YOUR TASKS
A – Answer these questions from the forum post about the VBA overflow error, one per line:
(i) Which rows of each column hold the data used in the calculation?
(ii) At which column does the code stop running?
(iii) Which line of code does debugging point to?
B – Reproduce the part of the forum post between "I have the code" and "a VBA programming.", inclusive.

# Start of SOURCE DOCUMENT

I have the code below that I adapted to loop through each column of data (Columns A to GR) to perform an a calculation based on the data in rows 2 to 31 of each column and place the calculated statistic in row 35 for each column of data.

The problem is the code runs fine for the first six columns of data (i.e row 35 for columns A:F get populated with a correctly calculated statistic but code stops running at column G, and generates a Overflow, Runtime error 6). Debugging takes you to the following line in the code: RS = R / S

Does anyone know what could be causing this. I read that dimming variables as long as opposed to integer can fix this problem but I tried this but I still get the same error.

Could this be a memory issue for Excel?

Note I am not a VBA programming.

# End of SOURCE DOCUMENT
# Start of ENTRIES SUPPLIED

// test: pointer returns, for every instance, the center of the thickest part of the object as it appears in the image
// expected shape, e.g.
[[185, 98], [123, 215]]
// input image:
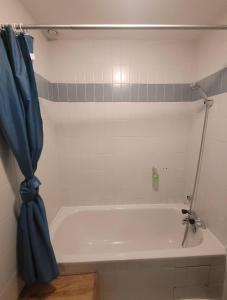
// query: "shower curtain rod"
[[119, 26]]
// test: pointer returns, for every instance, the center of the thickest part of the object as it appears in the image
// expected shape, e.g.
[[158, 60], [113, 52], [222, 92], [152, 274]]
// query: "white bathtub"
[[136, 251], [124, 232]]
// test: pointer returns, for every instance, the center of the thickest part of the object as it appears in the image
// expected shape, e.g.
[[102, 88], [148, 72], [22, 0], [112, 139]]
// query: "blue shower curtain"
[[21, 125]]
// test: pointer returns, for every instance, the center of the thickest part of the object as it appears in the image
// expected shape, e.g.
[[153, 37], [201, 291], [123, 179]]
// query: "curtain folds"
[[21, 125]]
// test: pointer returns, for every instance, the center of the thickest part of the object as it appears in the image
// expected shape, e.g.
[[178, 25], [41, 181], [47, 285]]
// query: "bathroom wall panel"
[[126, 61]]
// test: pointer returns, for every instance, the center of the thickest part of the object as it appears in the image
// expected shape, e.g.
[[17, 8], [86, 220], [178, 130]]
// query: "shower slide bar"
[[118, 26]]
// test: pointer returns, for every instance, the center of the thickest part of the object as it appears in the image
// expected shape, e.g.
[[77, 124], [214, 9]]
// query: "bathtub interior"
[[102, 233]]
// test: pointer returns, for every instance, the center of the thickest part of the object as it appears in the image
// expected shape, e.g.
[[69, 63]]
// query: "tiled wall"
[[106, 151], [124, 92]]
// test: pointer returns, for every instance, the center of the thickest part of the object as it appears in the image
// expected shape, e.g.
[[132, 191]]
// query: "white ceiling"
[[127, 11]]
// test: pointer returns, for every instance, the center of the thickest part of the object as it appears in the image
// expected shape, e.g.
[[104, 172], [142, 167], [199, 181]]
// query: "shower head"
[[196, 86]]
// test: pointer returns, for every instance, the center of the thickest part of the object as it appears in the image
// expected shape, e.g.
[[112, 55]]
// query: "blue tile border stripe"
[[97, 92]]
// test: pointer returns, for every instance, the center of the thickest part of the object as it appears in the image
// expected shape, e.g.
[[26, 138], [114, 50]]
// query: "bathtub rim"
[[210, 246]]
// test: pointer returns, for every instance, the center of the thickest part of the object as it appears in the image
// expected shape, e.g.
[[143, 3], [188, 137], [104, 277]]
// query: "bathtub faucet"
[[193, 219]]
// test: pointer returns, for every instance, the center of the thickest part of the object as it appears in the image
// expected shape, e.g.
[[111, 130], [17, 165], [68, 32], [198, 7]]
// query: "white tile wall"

# End of ENTRIES SUPPLIED

RESPONSES BY TASK
A –
(i) Rows 2 to 31
(ii) Column G
(iii) RS = R / S

B –
I have the code below that I adapted to loop through each column of data (Columns A to GR) to perform an a calculation based on the data in rows 2 to 31 of each column and place the calculated statistic in row 35 for each column of data.

The problem is the code runs fine for the first six columns of data (i.e row 35 for columns A:F get populated with a correctly calculated statistic but code stops running at column G, and generates a Overflow, Runtime error 6). Debugging takes you to the following line in the code: RS = R / S

Does anyone know what could be causing this. I read that dimming variables as long as opposed to integer can fix this problem but I tried this but I still get the same error.

Could this be a memory issue for Excel?

Note I am not a VBA programming.